▶ **WORK TO BE COMPLETED**: Please find all lines in the data that hold the string "trunk" and copy them.

○ ○ ○

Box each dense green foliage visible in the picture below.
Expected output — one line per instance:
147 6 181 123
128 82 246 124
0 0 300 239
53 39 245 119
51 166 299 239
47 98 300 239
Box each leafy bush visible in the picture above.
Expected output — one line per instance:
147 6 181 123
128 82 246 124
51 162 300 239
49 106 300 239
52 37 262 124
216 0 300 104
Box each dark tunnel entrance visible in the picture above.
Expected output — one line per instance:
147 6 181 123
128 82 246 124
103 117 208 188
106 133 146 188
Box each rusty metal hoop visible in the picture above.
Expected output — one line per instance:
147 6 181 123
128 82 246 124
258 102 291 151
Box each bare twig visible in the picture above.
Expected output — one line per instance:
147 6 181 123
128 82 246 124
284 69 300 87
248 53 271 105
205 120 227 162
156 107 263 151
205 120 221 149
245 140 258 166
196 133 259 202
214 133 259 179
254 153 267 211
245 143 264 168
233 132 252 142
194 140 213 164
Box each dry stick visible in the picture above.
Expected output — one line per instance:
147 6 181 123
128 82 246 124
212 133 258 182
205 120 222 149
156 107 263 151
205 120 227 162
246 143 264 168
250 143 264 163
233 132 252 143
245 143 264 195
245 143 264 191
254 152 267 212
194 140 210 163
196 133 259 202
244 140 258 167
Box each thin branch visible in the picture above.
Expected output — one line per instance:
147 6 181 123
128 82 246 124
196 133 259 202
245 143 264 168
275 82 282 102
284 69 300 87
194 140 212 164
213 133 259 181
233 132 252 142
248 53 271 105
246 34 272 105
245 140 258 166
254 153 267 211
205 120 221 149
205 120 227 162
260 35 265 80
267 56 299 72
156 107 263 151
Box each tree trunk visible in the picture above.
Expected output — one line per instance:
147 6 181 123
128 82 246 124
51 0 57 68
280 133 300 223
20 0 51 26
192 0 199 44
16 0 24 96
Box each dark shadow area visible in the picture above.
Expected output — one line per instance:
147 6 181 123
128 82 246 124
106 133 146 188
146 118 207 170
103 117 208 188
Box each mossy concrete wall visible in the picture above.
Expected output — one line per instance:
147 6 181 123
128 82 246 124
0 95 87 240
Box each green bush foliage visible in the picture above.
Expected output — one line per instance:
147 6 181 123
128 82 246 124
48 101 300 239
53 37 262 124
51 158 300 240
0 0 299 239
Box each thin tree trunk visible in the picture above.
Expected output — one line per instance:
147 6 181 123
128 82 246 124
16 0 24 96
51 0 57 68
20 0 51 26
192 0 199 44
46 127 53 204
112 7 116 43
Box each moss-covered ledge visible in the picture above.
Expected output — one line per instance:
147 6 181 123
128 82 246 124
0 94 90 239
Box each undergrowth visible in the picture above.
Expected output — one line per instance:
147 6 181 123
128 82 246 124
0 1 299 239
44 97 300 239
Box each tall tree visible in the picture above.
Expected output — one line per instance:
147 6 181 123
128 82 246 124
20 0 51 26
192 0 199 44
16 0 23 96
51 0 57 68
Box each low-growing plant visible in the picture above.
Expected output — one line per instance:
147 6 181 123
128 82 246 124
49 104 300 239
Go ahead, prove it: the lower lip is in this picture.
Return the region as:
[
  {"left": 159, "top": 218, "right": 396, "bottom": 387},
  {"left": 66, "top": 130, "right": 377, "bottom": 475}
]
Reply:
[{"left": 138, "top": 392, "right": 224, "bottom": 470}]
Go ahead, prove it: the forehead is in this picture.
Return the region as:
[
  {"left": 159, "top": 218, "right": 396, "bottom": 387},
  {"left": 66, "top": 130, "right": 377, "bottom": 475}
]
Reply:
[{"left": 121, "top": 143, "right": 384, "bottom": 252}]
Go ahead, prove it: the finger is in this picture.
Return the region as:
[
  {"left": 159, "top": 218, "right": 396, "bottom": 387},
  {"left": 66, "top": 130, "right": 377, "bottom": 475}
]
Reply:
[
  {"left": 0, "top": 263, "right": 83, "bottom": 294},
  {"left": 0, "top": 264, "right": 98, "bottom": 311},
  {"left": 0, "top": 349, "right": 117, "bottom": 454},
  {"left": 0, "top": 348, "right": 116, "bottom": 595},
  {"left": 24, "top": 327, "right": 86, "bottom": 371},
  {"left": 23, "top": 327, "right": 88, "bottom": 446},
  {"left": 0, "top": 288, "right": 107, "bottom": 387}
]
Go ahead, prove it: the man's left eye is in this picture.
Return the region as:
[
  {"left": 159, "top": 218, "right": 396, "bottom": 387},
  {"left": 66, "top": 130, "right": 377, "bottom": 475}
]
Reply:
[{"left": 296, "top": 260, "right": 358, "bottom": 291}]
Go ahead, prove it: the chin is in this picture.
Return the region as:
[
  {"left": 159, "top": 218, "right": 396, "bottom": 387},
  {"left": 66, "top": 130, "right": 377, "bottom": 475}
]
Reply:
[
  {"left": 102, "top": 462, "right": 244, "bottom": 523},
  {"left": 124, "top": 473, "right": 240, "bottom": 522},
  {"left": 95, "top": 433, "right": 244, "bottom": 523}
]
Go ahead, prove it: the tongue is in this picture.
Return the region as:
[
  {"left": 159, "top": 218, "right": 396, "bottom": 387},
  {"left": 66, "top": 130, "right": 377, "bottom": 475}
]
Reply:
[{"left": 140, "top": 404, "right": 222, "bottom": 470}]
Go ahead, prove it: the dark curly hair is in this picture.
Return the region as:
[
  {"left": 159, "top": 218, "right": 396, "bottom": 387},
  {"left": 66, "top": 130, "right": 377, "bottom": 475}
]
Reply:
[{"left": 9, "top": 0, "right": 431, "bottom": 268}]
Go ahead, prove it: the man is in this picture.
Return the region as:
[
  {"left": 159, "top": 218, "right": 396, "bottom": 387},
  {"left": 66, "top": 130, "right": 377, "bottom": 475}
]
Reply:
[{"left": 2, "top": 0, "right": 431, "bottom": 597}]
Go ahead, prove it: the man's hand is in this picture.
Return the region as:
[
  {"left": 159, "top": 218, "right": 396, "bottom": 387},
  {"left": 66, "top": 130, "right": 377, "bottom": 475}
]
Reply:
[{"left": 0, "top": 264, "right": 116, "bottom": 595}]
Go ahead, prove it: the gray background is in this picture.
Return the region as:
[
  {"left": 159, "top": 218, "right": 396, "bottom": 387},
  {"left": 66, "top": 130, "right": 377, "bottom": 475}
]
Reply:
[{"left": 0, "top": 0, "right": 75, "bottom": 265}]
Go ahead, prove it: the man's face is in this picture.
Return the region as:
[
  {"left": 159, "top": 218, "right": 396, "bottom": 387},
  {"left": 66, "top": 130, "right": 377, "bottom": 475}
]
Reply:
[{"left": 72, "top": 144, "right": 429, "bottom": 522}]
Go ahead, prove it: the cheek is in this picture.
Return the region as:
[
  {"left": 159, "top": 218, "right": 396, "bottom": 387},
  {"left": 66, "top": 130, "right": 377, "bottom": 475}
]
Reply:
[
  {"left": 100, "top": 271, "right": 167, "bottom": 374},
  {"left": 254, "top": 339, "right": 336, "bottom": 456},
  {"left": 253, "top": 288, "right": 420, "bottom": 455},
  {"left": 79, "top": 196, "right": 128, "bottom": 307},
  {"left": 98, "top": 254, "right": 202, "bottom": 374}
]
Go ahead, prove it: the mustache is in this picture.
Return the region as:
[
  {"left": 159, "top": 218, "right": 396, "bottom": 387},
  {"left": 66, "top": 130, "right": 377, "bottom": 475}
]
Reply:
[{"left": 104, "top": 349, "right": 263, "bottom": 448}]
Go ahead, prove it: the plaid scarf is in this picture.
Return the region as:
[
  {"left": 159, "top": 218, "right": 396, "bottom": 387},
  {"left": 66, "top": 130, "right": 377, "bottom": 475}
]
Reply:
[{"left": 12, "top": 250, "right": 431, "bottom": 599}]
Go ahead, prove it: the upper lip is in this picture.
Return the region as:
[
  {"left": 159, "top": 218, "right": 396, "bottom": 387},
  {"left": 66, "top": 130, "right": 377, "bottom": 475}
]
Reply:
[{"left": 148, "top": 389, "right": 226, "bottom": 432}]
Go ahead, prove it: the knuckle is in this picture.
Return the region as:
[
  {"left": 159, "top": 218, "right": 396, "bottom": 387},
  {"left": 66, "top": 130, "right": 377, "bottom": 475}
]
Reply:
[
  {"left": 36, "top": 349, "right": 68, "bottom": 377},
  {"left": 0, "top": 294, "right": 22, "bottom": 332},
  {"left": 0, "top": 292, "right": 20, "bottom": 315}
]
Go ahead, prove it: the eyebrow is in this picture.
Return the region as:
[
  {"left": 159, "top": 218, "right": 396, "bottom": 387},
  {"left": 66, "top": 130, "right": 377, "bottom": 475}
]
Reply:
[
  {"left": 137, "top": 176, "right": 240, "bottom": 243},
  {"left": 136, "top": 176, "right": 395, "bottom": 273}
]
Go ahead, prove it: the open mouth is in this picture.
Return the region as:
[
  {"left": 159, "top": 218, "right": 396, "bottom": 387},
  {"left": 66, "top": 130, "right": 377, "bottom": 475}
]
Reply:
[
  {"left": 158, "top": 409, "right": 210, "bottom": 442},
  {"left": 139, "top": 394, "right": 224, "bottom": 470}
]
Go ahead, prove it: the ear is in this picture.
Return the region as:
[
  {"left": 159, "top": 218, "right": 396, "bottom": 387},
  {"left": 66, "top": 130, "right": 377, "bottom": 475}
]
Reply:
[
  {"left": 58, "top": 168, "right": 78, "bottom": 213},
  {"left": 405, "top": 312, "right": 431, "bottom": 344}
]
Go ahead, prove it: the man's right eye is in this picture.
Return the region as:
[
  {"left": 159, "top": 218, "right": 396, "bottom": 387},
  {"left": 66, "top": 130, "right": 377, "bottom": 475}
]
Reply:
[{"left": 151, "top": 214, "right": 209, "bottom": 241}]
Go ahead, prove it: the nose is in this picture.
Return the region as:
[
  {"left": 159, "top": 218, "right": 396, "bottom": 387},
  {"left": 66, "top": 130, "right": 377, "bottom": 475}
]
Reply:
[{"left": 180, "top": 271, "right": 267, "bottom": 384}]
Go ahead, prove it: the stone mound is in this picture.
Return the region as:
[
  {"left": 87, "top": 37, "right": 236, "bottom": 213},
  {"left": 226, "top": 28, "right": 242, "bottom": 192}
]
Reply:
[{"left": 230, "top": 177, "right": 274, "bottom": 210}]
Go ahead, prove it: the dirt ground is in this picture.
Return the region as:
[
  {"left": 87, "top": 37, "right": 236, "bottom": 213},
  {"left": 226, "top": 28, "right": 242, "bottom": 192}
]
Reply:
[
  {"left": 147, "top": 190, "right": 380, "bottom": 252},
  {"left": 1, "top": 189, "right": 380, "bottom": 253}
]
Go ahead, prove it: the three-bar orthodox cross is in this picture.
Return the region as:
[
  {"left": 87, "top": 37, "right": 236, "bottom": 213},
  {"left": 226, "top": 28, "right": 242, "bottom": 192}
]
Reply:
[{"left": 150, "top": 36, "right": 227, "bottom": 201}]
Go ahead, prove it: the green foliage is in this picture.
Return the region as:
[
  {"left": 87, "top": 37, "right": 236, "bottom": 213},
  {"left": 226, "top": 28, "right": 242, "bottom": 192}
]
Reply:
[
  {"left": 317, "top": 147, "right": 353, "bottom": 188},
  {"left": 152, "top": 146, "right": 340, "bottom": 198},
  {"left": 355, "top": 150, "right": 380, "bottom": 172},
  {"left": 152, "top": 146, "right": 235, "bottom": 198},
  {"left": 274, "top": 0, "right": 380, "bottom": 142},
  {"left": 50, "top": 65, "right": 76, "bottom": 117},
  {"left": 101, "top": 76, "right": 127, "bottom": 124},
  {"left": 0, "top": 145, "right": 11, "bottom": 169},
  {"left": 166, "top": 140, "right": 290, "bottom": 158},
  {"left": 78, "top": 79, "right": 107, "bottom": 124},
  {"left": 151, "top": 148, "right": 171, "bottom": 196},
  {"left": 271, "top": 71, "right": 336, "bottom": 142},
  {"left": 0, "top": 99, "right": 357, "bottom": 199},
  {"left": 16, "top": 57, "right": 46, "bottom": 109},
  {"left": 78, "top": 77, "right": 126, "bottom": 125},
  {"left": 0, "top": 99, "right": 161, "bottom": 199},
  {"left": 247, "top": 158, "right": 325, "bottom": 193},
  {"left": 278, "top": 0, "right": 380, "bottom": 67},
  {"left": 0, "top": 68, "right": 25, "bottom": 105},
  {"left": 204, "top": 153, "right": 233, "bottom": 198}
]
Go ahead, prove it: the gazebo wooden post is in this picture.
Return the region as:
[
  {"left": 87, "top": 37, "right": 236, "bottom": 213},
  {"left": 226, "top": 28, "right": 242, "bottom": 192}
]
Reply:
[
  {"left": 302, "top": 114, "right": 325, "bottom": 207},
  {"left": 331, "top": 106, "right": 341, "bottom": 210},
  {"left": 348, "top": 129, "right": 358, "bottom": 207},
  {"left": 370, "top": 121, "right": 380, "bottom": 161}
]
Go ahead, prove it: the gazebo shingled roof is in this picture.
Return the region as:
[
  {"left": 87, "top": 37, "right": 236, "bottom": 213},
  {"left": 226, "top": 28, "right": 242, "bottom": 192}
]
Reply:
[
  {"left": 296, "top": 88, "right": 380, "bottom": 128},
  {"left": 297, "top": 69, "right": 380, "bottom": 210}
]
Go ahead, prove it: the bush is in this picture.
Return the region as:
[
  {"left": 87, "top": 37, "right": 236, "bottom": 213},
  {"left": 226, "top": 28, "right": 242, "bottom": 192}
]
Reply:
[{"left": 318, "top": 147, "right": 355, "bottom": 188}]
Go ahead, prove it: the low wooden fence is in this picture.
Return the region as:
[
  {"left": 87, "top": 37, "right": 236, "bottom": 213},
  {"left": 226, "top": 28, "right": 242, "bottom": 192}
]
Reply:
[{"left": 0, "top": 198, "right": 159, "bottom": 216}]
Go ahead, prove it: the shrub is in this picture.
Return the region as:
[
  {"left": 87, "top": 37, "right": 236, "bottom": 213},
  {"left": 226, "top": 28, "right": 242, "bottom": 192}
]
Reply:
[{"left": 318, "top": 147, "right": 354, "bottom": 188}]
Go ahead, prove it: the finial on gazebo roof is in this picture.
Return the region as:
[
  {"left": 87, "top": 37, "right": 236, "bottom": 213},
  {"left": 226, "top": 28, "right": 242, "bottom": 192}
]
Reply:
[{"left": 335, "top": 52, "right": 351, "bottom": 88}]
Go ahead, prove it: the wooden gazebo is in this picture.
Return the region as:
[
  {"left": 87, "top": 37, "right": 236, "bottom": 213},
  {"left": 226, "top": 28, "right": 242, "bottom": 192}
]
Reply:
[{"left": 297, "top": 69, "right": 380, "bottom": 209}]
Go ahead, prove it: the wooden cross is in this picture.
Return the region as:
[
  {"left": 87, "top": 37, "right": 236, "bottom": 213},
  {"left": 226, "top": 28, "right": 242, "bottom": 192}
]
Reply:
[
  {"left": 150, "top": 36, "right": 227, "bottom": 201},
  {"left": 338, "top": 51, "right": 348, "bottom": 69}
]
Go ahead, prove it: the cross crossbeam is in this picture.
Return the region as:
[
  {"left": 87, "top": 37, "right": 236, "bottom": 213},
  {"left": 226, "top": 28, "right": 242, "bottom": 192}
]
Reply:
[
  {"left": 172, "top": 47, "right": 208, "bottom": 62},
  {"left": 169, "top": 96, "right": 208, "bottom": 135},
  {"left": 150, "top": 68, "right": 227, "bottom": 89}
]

○ ○ ○

▶ **EXERCISE SOLUTION**:
Box each tree trunk visible in the picture above.
Box each thin tree trunk visible in the picture above.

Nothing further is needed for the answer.